**PROBLEM DESCRIPTION:** Leave out the pictures and output the data verbatim.

**EXCERPTED RECORDS:**

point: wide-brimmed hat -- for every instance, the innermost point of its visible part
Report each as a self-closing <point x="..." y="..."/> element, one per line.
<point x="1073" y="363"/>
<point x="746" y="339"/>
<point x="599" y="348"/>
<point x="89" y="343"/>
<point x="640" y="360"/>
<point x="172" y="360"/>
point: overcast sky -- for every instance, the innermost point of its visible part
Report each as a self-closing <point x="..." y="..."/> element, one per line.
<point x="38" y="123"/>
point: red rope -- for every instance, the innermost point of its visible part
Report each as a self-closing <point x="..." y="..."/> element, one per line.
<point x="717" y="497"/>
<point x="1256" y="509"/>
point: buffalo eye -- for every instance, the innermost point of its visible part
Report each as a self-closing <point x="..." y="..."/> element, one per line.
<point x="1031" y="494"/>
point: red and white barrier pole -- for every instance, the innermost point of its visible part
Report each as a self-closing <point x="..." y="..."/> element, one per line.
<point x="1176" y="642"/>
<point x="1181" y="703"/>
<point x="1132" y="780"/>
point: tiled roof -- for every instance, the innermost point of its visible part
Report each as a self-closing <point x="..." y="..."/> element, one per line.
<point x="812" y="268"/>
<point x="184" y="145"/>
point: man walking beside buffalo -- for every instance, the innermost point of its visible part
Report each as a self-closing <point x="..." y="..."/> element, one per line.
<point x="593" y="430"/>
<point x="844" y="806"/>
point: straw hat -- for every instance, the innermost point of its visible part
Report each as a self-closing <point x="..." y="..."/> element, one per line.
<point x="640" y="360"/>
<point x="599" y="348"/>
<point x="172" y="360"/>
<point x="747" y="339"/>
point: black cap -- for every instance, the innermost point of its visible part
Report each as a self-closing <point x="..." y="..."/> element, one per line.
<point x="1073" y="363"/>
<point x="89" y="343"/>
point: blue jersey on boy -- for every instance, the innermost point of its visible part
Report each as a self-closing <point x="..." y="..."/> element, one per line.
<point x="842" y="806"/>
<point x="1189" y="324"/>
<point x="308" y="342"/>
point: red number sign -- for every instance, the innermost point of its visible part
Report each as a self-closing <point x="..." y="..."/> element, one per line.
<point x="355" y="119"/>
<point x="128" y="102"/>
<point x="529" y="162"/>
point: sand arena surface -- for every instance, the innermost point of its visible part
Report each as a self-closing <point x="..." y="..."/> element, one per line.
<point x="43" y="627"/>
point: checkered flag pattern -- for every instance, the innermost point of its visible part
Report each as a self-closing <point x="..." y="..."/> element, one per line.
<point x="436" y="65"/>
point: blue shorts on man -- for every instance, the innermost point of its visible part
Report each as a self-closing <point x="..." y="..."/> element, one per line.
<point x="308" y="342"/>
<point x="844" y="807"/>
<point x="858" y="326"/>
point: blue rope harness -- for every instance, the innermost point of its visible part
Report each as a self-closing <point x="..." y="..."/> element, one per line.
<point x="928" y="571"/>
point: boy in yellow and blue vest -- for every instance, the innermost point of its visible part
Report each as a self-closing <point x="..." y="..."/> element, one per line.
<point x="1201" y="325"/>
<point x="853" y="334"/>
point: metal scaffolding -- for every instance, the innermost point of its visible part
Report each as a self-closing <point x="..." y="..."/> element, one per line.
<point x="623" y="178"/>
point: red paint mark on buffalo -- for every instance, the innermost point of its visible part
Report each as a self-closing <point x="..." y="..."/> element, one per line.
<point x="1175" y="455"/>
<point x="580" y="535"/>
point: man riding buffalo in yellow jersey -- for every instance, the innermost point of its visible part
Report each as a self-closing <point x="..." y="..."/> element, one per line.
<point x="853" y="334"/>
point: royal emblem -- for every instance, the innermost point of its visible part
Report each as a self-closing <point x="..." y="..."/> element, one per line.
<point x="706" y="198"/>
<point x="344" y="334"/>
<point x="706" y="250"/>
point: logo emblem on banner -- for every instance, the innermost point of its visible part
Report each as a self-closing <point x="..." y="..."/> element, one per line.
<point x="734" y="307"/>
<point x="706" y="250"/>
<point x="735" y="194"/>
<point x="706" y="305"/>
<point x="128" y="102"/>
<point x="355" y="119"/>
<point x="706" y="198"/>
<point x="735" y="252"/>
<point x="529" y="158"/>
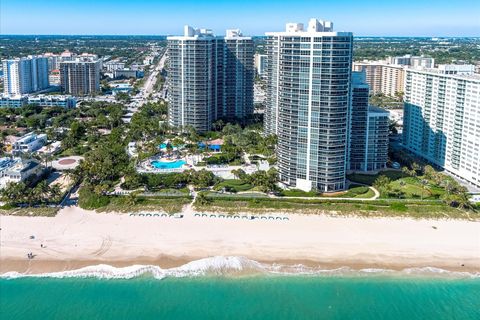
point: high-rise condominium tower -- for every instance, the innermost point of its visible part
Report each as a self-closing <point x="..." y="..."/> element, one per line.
<point x="25" y="75"/>
<point x="80" y="76"/>
<point x="308" y="103"/>
<point x="368" y="149"/>
<point x="442" y="119"/>
<point x="209" y="78"/>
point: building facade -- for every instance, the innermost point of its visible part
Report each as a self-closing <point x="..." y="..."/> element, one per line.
<point x="25" y="75"/>
<point x="442" y="120"/>
<point x="413" y="61"/>
<point x="209" y="78"/>
<point x="382" y="77"/>
<point x="393" y="80"/>
<point x="376" y="153"/>
<point x="369" y="130"/>
<point x="39" y="100"/>
<point x="358" y="122"/>
<point x="18" y="170"/>
<point x="308" y="103"/>
<point x="80" y="76"/>
<point x="261" y="64"/>
<point x="29" y="143"/>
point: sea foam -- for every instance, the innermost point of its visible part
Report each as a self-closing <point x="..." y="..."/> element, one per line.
<point x="232" y="266"/>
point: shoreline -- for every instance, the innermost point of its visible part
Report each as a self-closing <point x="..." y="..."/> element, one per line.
<point x="77" y="238"/>
<point x="42" y="267"/>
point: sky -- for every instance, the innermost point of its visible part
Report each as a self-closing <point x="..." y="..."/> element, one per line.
<point x="253" y="17"/>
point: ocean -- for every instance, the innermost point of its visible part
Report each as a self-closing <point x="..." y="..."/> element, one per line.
<point x="333" y="294"/>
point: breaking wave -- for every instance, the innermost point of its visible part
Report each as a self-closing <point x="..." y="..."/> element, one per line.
<point x="233" y="266"/>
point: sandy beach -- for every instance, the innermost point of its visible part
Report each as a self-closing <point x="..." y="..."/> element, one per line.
<point x="76" y="238"/>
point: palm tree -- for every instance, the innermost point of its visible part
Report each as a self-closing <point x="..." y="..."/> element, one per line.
<point x="132" y="198"/>
<point x="55" y="192"/>
<point x="202" y="199"/>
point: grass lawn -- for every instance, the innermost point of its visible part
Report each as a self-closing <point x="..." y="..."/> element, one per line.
<point x="240" y="195"/>
<point x="370" y="178"/>
<point x="377" y="208"/>
<point x="355" y="191"/>
<point x="168" y="205"/>
<point x="172" y="192"/>
<point x="233" y="184"/>
<point x="410" y="186"/>
<point x="299" y="193"/>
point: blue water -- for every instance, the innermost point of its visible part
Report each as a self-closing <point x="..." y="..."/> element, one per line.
<point x="168" y="165"/>
<point x="244" y="297"/>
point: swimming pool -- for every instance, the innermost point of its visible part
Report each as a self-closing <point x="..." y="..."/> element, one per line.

**ANSWER SPACE:**
point: wide-brimmed hat -- for every instance, the innermost point of its visible part
Report each as a self-closing <point x="..." y="..."/> element, one per line.
<point x="1073" y="363"/>
<point x="746" y="339"/>
<point x="599" y="348"/>
<point x="89" y="343"/>
<point x="640" y="360"/>
<point x="172" y="360"/>
point: overcast sky -- for every instance, the innermost point of its visible part
Report each as a self-closing <point x="..." y="..."/> element, one per line.
<point x="38" y="123"/>
point: red rope -- for every instance, the innermost point of its visible part
Report each as a self-closing <point x="..." y="..."/> element, one per line.
<point x="717" y="497"/>
<point x="1256" y="509"/>
point: buffalo eye -- for every instance, the innermost point of its visible part
Report each as a self-closing <point x="..." y="..."/> element, one per line.
<point x="1031" y="494"/>
point: red and white barrier pole -- for every instance, the innermost point of its visible part
Report each as a self-closing <point x="..." y="..."/> element, one per line.
<point x="1176" y="642"/>
<point x="1181" y="703"/>
<point x="1132" y="780"/>
point: tiled roof -- for every instance, the innermost point of its visible part
Report each as a self-closing <point x="..." y="..."/> element, one per line.
<point x="812" y="268"/>
<point x="184" y="145"/>
point: man walking beside buffalo -- for every instance, the innermost point of its visible part
Report each as a self-closing <point x="..." y="..."/> element, one per line.
<point x="593" y="430"/>
<point x="844" y="806"/>
point: straw hat -- for every instance, the innermost point of its visible part
Report each as a self-closing <point x="..." y="..."/> element, one per line.
<point x="640" y="360"/>
<point x="599" y="348"/>
<point x="172" y="360"/>
<point x="747" y="339"/>
point: black cap -- for every instance, the innermost point of its visible part
Report each as a self-closing <point x="..." y="..."/> element, one per line.
<point x="1073" y="363"/>
<point x="89" y="343"/>
point: blue jersey on boy -- for every instance, the innermost point of its visible part
Report each as a self-closing <point x="..." y="..."/> element, one per line.
<point x="842" y="806"/>
<point x="1189" y="324"/>
<point x="308" y="342"/>
point: red number sign -- for every instance, the innermost point of its visible part
Report each as a self-closing <point x="..." y="..."/> element, one per line.
<point x="355" y="119"/>
<point x="128" y="102"/>
<point x="529" y="162"/>
point: sand arena surface -- for every instance, the innermost point of its visible part
Report each as a self-closing <point x="..." y="..."/> element, one per line.
<point x="43" y="627"/>
point: checkered flag pattern -- for every instance, the innermost point of its visible part
Report each as a self-closing <point x="..." y="..."/> element, one per line.
<point x="436" y="65"/>
point: blue shorts on man -- for every instance, the innermost point of its visible part
Report each as a self-closing <point x="..." y="..."/> element, one per line.
<point x="308" y="342"/>
<point x="844" y="807"/>
<point x="858" y="326"/>
point: blue rope harness -- for every instance, the innermost point of its visible part
Report each as a self-closing <point x="..." y="..."/> element, one per line.
<point x="928" y="571"/>
point: boy in yellow and blue vest -- for every instance, the innermost point of its visible part
Report each as a self-closing <point x="..." y="..."/> element, one per line.
<point x="1201" y="325"/>
<point x="853" y="334"/>
point: metal scaffolding -- for every instance, the innermost point of its visible part
Report each as a self-closing <point x="..." y="..."/> element, one per line.
<point x="623" y="178"/>
point: red paint mark on buffalo -- for every instance, the innermost point of its visible part
Report each as a self-closing <point x="..." y="..."/> element, one per line.
<point x="1175" y="455"/>
<point x="580" y="535"/>
point: man riding buffalo in yellow jersey -- for every instance, the innermost point of its visible part
Report each as a self-closing <point x="..." y="..."/> element, one per line.
<point x="853" y="334"/>
point: royal emblem -- for every instance, the innermost point of its visible part
Report each as a self-closing <point x="..." y="..."/> element, one per line.
<point x="706" y="198"/>
<point x="344" y="334"/>
<point x="706" y="250"/>
point: logo emblem on banner -- for every instance, the innermost point of its visible part
Report each as a self-closing <point x="..." y="..."/> element, one per line.
<point x="734" y="307"/>
<point x="706" y="250"/>
<point x="735" y="194"/>
<point x="706" y="305"/>
<point x="128" y="102"/>
<point x="355" y="119"/>
<point x="706" y="198"/>
<point x="735" y="252"/>
<point x="529" y="158"/>
point: high-rise condominium tower -- for every instance, the innermost point of its visible part
Report each as a self-closing <point x="..." y="..."/> element, one per line.
<point x="25" y="75"/>
<point x="80" y="76"/>
<point x="308" y="103"/>
<point x="368" y="149"/>
<point x="442" y="119"/>
<point x="209" y="78"/>
point: building facade -- for every instance, the innermost point of its visible part
Report each as a self-closing <point x="..." y="..."/> element, one per line.
<point x="25" y="75"/>
<point x="442" y="120"/>
<point x="413" y="61"/>
<point x="209" y="78"/>
<point x="382" y="77"/>
<point x="393" y="80"/>
<point x="376" y="153"/>
<point x="369" y="130"/>
<point x="39" y="100"/>
<point x="358" y="122"/>
<point x="18" y="170"/>
<point x="308" y="103"/>
<point x="80" y="76"/>
<point x="261" y="64"/>
<point x="29" y="143"/>
point: sea foam -- for every instance, the innermost point of its visible part
Report each as a self-closing <point x="..." y="..."/> element, one per line.
<point x="232" y="266"/>
point: shoreline -- for every instance, the innermost point of its visible part
Report each as a self-closing <point x="..." y="..."/> element, one per line.
<point x="77" y="238"/>
<point x="42" y="267"/>
point: sky -- for every instance, the innermost point of its visible part
Report each as a self-closing <point x="..." y="..."/> element, one per line.
<point x="253" y="17"/>
point: ocean -- for every instance, the innermost point of its visible part
Report each as a self-closing <point x="..." y="..."/> element, one per line.
<point x="333" y="294"/>
point: breaking wave -- for every instance, the innermost point of its visible part
Report each as a self-closing <point x="..." y="..."/> element, one per line.
<point x="233" y="266"/>
point: sandy beach -- for every instance, the innermost point of its visible part
Report each as a self-closing <point x="..." y="..."/> element, one per line.
<point x="76" y="238"/>
point: palm tree -- for every instance, the innermost point of its visible part
Report each as a self-closing <point x="..." y="..."/> element, one per line.
<point x="132" y="198"/>
<point x="55" y="192"/>
<point x="202" y="199"/>
point: grass lawn -- for every instance, the innermost point of its visible part
Report each as a self-closing <point x="..." y="..."/> element, one per line.
<point x="240" y="195"/>
<point x="370" y="178"/>
<point x="377" y="208"/>
<point x="355" y="191"/>
<point x="168" y="205"/>
<point x="172" y="192"/>
<point x="233" y="184"/>
<point x="410" y="186"/>
<point x="299" y="193"/>
point: blue water -- for every instance, the innermost point of its visible part
Report each as a self-closing <point x="..." y="..."/> element, one per line.
<point x="168" y="165"/>
<point x="244" y="297"/>
point: swimming pool -- for every instance, the innermost point of its visible part
Report each as a self-closing <point x="..." y="..."/> element, one per line.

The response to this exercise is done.